• _Exercise directions_: Reproduce the Sparse Autoencoder documentation page below in full, word for word.

• _Document excerpt_:

Edifice.Interpretability.SparseAutoencoder (Edifice v0.2.0)

Copy Markdown View Source

Sparse Autoencoder (SAE) for mechanistic interpretability.

Learns a sparse, overcomplete dictionary of features from neural network activations. Used to decompose model internals into interpretable directions.

Architecture

Input [batch, input_size]
      |
Encoder: dense(dict_size) + ReLU
      |
Sparsify: top-k or L1 penalty
      |
[batch, dict_size]  (sparse activations)
      |
Decoder: dense(input_size)
      |
Output [batch, input_size]  (reconstruction)

Sparsity Modes

  • :top_k — Zero out all but the top-k activations per sample (hard sparsity)
  • :l1 — No hard sparsity in the forward pass; use loss/4 with L1 penalty

Usage

model = SparseAutoencoder.build(
  input_size: 256,
  dict_size: 4096,
  top_k: 32,
  sparsity: :top_k
)

# Training loss includes reconstruction + L1 penalty
loss = SparseAutoencoder.loss(input, reconstruction, hidden_acts, l1_coeff: 1.0e-3)

References

  • Bricken et al., "Towards Monosemanticity" (Anthropic, 2023)
  • Cunningham et al., "Sparse Autoencoders Find Highly Interpretable Features" (2023)

Summary

Types

Options for build/1.

Functions

Build a sparse autoencoder.

Build the encoder portion only (for extracting sparse activations).

Compute SAE training loss: reconstruction MSE + L1 sparsity penalty.

Get the output size of the SAE (same as input_size).

Types

build_opt()

• _Extracted data_:
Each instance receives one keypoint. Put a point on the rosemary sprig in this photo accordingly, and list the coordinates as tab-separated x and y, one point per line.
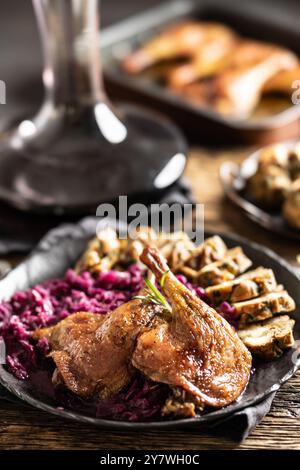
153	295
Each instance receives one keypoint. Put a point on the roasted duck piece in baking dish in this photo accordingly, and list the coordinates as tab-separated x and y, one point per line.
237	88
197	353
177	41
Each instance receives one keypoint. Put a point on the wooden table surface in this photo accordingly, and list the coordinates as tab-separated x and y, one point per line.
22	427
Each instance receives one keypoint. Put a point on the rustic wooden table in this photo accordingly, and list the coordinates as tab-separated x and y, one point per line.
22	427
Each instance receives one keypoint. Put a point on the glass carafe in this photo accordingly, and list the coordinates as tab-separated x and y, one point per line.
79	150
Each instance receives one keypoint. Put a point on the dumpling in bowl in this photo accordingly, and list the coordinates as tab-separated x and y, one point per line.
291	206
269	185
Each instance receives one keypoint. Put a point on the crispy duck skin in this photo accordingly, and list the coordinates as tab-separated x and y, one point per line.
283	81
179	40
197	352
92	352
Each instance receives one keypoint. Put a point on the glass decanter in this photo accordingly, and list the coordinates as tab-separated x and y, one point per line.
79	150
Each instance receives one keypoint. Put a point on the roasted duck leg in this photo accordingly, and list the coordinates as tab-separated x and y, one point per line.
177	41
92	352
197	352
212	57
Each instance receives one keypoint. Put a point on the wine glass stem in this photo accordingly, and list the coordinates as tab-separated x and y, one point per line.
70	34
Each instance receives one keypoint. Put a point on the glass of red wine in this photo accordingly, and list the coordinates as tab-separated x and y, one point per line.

• _Written response_:
Edifice.Interpretability.SparseAutoencoder (Edifice v0.2.0)

Copy Markdown View Source

Sparse Autoencoder (SAE) for mechanistic interpretability.

Learns a sparse, overcomplete dictionary of features from neural network activations. Used to decompose model internals into interpretable directions.

Architecture

Input [batch, input_size]
      |
Encoder: dense(dict_size) + ReLU
      |
Sparsify: top-k or L1 penalty
      |
[batch, dict_size]  (sparse activations)
      |
Decoder: dense(input_size)
      |
Output [batch, input_size]  (reconstruction)

Sparsity Modes

  • :top_k — Zero out all but the top-k activations per sample (hard sparsity)
  • :l1 — No hard sparsity in the forward pass; use loss/4 with L1 penalty

Usage

model = SparseAutoencoder.build(
  input_size: 256,
  dict_size: 4096,
  top_k: 32,
  sparsity: :top_k
)

# Training loss includes reconstruction + L1 penalty
loss = SparseAutoencoder.loss(input, reconstruction, hidden_acts, l1_coeff: 1.0e-3)

References

  • Bricken et al., "Towards Monosemanticity" (Anthropic, 2023)
  • Cunningham et al., "Sparse Autoencoders Find Highly Interpretable Features" (2023)

Summary

Types

Options for build/1.

Functions

Build a sparse autoencoder.

Build the encoder portion only (for extracting sparse activations).

Compute SAE training loss: reconstruction MSE + L1 sparsity penalty.

Get the output size of the SAE (same as input_size).

Types

build_opt()